╭──
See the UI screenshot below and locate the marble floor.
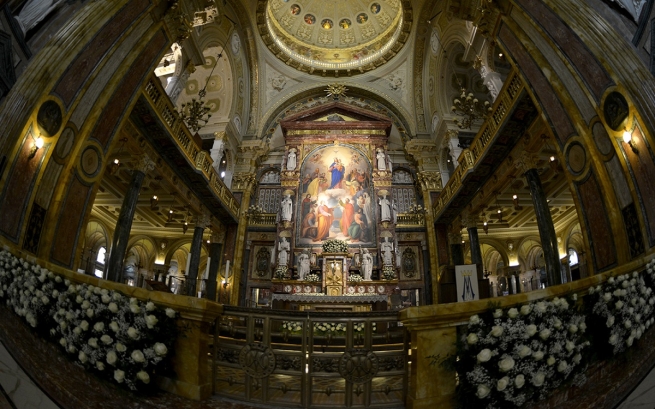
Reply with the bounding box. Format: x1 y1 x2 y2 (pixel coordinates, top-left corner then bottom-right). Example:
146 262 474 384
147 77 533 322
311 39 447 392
616 368 655 409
╰──
[What the exercise asks]
Reproduce the data above word for word, leaving out the picture.

[Solution for this task]
See the UI screenshot below and locate the marble floor.
Reply with the bounding box. Format: x1 y1 x2 y2 (pixel coordinates, top-left corner then bottom-right). Example:
146 262 474 384
147 77 533 322
311 39 447 392
616 368 655 409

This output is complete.